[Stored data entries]
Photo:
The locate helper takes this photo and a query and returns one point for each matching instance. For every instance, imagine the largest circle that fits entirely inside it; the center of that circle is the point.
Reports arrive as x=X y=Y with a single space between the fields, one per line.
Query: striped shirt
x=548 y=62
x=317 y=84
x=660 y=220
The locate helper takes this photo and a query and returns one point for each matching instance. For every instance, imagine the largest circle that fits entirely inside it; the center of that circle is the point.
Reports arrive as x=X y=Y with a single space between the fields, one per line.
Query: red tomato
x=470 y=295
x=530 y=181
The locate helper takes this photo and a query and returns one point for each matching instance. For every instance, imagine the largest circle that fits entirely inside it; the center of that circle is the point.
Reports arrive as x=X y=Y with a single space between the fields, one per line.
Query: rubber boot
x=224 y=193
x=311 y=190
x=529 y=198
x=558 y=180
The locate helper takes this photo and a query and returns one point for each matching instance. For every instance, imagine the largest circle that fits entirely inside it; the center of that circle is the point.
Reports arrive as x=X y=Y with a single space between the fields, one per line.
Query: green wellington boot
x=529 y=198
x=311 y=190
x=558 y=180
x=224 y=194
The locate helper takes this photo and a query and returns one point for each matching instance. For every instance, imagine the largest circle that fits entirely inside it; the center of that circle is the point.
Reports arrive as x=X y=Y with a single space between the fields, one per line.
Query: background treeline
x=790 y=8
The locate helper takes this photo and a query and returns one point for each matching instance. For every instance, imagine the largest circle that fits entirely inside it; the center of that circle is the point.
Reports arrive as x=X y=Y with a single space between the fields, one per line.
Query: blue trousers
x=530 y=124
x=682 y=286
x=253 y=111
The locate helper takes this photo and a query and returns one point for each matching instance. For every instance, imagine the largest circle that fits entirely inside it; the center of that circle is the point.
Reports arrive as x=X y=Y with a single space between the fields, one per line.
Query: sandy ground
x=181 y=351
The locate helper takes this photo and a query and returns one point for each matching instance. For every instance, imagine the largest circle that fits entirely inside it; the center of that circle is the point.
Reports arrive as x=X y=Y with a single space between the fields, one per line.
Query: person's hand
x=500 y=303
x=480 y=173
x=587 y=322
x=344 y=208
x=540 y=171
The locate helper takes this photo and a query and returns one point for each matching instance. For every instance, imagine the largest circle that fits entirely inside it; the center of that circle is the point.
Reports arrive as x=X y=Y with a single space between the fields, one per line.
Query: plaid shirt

> [About this exercise]:
Nothing in the records above may differ in your copy; retype them in full.

> [Solution to this exercise]:
Photo:
The locate helper takes this photo and a query and returns one point for each matching instance. For every instance, imagine the largest circle that fits entirely inside it; the center of that circle is the point.
Reports arrive as x=X y=Y with a single space between the fields, one per line.
Query: striped shirt
x=548 y=62
x=317 y=84
x=660 y=220
The locate helper takes this photo and a query and returns one point for each matching instance. For every instance, imagine the largest circle that fits entirely inside it; the center of that circle is the point.
Reports arrive as x=X y=Y with a single space between the fields, one per line.
Query: red tomato
x=470 y=295
x=530 y=181
The locate helper takes this photo and a query and returns one point for each matching instance. For every instance, imagine the largest circle that fits entirely inside it; the center of that circle is the point.
Reports arrive as x=X y=Y with a single space between the fields, one per line.
Query: rubber boot
x=224 y=193
x=311 y=190
x=529 y=198
x=558 y=180
The locate helper takes this photo and a query and returns one point for each matching instance. For every instance, imagine the largest circle that fits entirely inside it; the center of that circle is the point.
Reports arrive as x=X y=Y with a single space between the fields, one per line.
Query: green wellington boot
x=529 y=198
x=311 y=190
x=558 y=180
x=224 y=194
The locate helper takes this photo and a query and returns one point for each matching instance. For every instance, imagine the largest circle that fits entirely inside it; the center of that circle is the point.
Reports arrive as x=X y=Y with a single space between the fields, one per line.
Query: background treeline
x=790 y=8
The locate helper takes this photo and a query and returns one point for each matching instance. For every instance, imagine the largest circle that fits entirely inside it; the center of that circle is the point.
Reports arrive as x=X y=Y with a single space between the fields, one per line.
Query: blue trousers
x=530 y=124
x=682 y=286
x=253 y=111
The locate helper takes this photo and a query and returns one point for each matching instance. For every instance, imagine the largest circle that fits entirely inside it; the center of that circle is the point.
Reports arrive as x=X y=Y with a single space between the fields, one per line.
Query: sandy ground
x=181 y=351
The locate helper takes this photo and a query and returns one point for each matching instance. For every instance, imagine the largest circle that fits entirely inside it; the center of that circle is the point.
Reports arrive as x=X y=Y with a single space between the fields, one per line.
Query: person's hand
x=500 y=303
x=480 y=173
x=587 y=322
x=344 y=208
x=540 y=171
The locate helper takes this photo and a query and returns one point for each matching instance. For every instance, imagine the largest circle that fits entirely inside it; the center of that circle is the point.
Reports arrive as x=X y=Y with a single space between the fields, one per line.
Query: plaid shirt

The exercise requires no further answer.